Instructions to follow
Your task is to filter the data below down to the lines holding "wooden".

Entries shown
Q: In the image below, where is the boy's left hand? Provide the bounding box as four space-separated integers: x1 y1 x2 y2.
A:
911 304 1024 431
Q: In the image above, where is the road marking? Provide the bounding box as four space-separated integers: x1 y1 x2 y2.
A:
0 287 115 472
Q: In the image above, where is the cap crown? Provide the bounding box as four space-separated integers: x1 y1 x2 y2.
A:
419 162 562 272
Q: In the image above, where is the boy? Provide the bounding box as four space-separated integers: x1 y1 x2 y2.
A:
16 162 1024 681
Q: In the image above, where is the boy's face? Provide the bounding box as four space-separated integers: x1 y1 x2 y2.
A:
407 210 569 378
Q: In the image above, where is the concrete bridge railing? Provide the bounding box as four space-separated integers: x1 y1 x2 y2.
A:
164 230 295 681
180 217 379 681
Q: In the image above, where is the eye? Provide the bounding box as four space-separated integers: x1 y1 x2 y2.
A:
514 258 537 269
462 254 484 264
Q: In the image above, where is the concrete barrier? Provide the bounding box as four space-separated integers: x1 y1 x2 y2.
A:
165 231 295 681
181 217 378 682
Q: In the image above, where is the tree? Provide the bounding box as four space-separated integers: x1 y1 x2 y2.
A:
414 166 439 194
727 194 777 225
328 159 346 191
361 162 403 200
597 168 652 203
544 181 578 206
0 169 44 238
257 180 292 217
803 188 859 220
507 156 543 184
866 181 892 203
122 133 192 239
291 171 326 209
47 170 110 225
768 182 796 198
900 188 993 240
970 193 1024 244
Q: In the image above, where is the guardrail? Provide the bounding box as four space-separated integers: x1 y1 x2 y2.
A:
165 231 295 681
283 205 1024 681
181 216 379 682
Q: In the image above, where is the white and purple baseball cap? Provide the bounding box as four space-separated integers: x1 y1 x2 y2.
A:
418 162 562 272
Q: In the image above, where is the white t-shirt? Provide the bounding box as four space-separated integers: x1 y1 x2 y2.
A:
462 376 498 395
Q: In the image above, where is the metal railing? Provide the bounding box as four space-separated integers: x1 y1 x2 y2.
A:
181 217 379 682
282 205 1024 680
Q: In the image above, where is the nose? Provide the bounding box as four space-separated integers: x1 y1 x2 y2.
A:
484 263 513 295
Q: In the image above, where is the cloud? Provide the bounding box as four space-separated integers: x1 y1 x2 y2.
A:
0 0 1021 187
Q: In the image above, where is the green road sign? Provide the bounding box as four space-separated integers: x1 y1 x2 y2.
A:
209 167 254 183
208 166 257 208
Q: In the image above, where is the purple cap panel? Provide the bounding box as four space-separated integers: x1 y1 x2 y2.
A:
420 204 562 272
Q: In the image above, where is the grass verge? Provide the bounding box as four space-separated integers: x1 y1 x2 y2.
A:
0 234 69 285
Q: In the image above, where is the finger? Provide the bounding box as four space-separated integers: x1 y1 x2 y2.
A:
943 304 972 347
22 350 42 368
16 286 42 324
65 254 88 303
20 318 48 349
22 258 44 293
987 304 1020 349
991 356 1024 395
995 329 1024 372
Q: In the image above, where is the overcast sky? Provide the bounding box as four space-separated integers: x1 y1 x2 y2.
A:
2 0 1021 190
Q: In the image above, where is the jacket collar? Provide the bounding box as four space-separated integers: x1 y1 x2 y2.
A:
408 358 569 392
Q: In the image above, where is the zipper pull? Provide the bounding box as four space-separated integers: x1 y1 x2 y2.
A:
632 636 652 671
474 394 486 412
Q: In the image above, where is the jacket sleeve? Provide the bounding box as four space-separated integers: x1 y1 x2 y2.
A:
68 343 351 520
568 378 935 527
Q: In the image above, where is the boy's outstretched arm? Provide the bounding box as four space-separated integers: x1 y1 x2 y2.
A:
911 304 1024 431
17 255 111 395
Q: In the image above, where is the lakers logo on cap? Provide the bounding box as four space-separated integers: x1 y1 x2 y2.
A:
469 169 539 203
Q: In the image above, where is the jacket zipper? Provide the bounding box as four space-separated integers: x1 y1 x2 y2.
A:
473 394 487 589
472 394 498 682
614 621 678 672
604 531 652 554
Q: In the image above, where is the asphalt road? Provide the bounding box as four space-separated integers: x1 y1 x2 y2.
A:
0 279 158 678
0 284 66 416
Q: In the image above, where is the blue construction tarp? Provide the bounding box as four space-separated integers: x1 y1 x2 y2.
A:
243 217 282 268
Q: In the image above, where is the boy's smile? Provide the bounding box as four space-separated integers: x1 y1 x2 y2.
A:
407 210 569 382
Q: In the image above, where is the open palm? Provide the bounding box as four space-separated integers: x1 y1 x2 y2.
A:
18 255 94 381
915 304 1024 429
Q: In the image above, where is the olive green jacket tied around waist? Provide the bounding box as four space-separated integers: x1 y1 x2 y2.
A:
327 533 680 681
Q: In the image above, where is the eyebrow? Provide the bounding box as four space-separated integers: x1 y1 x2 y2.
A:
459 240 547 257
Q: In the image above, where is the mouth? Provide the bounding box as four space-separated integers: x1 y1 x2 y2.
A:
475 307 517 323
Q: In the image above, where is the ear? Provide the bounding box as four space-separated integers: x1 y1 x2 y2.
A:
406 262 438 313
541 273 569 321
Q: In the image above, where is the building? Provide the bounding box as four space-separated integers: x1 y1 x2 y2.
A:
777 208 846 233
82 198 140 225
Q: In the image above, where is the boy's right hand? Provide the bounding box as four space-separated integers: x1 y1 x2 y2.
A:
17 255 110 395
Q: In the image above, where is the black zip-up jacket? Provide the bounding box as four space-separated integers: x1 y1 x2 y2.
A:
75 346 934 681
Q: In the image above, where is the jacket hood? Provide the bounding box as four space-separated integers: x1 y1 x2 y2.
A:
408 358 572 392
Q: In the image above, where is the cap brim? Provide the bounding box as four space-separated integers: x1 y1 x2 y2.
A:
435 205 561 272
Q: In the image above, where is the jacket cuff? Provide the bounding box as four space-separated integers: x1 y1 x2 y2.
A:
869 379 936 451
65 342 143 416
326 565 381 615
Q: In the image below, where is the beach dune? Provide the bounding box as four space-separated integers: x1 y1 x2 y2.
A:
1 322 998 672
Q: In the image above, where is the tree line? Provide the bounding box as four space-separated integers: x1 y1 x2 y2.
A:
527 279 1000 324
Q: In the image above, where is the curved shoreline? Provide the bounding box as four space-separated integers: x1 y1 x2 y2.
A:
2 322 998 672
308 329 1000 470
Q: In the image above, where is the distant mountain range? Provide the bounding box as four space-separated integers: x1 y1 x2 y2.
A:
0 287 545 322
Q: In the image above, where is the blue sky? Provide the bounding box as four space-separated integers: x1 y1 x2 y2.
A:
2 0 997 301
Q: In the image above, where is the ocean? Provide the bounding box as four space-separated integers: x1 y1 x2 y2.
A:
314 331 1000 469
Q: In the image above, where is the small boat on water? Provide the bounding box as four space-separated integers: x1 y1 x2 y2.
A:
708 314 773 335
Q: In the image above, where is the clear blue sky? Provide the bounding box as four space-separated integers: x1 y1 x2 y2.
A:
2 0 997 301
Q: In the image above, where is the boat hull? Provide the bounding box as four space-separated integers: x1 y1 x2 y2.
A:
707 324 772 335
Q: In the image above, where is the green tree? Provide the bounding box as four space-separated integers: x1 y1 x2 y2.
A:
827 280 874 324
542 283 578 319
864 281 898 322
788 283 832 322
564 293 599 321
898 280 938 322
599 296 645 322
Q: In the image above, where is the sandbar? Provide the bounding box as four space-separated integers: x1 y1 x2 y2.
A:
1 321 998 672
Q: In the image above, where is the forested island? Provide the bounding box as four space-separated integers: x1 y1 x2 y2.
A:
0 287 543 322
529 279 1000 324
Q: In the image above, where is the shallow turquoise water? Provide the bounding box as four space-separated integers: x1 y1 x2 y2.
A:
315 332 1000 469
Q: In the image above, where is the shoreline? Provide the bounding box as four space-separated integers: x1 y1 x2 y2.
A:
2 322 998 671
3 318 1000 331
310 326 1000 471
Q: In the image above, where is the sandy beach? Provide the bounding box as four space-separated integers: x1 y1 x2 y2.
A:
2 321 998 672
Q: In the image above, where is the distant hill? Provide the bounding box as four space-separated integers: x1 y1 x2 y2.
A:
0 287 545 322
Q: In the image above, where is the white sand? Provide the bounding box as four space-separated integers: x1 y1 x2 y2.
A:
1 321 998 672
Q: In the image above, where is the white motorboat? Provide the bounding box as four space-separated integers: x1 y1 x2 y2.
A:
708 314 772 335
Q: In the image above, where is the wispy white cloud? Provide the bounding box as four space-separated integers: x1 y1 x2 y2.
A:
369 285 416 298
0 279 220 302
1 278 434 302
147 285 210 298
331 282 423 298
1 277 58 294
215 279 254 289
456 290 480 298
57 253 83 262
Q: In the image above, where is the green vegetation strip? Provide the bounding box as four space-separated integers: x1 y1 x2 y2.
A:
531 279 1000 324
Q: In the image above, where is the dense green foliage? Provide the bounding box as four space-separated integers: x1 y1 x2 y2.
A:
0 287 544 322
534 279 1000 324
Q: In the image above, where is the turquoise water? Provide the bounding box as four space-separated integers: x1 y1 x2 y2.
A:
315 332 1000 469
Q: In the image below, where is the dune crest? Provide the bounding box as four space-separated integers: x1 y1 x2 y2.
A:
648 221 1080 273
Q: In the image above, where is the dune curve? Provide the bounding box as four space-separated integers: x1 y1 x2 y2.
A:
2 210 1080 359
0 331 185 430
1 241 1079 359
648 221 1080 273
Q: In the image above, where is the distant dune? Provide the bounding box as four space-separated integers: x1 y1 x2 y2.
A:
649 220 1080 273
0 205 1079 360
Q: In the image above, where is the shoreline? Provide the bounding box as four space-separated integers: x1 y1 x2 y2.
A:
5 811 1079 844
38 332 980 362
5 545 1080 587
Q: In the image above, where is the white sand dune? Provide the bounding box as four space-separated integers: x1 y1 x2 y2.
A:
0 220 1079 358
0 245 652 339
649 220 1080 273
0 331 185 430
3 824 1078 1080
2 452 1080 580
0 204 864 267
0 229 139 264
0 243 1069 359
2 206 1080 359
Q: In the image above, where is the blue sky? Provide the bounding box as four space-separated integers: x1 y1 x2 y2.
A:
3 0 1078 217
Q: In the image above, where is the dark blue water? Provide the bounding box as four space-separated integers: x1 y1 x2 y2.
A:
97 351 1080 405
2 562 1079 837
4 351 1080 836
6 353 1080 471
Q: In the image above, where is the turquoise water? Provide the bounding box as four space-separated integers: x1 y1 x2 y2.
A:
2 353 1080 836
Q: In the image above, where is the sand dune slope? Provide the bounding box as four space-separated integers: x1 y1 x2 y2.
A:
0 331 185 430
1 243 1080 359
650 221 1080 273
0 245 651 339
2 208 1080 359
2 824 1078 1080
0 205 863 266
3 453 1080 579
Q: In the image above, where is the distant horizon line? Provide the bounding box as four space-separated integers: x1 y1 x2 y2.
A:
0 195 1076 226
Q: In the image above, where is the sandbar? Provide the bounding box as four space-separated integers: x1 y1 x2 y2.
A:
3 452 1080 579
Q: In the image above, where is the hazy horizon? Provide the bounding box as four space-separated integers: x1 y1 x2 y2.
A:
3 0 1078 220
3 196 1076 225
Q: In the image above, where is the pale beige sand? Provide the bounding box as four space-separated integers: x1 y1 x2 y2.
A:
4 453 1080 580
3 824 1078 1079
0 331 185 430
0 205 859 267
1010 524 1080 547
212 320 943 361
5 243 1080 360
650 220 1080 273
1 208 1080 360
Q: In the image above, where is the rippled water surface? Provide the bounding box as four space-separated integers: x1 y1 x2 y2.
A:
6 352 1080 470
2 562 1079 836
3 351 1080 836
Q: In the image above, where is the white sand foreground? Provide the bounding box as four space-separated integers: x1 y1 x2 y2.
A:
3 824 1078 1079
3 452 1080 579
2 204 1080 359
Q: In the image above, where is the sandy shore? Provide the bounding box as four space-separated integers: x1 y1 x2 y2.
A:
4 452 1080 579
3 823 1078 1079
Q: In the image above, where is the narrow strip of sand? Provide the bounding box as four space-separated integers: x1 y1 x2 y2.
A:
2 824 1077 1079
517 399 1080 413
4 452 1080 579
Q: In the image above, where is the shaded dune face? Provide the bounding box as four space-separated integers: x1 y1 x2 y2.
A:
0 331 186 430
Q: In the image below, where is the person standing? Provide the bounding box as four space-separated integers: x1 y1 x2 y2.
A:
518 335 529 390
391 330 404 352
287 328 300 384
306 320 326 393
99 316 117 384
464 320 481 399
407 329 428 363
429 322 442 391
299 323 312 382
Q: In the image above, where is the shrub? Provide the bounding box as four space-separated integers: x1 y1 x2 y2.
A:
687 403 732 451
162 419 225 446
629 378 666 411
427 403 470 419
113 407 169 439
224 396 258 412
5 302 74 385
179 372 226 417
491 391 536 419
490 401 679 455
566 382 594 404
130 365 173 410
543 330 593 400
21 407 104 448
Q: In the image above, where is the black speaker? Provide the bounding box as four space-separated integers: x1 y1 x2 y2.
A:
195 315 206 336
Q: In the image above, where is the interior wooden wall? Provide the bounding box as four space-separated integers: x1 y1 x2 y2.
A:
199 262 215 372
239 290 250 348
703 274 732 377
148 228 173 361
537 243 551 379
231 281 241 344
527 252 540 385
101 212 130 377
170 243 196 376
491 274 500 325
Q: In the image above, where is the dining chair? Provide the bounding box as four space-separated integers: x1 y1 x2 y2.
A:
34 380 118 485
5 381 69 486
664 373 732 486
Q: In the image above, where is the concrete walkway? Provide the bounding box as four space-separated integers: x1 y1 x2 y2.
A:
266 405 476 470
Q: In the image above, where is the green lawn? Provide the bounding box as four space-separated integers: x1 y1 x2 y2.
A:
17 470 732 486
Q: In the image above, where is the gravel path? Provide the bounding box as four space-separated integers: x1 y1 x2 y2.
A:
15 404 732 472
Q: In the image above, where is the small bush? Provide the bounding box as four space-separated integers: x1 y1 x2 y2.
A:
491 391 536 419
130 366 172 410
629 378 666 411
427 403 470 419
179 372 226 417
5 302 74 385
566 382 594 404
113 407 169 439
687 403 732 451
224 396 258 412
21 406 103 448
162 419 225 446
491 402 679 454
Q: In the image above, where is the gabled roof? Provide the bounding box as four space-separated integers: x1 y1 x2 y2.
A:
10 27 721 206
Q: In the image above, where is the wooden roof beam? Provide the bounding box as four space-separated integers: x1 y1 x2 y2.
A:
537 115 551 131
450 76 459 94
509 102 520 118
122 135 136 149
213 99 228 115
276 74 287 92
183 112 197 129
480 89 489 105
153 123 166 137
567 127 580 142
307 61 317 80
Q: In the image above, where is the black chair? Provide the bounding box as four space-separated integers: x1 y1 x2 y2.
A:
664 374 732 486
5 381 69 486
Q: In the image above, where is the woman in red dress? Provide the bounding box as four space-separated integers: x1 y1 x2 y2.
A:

Result of the task
Q: In the image above, where is the interior wooden wall? Provide the bounding box as four space-separated integers: x1 y1 x2 y2.
Q: In the image above, where is the wooden roof beam? Provide the bounding box as four space-separated integers: x1 y1 x2 y2.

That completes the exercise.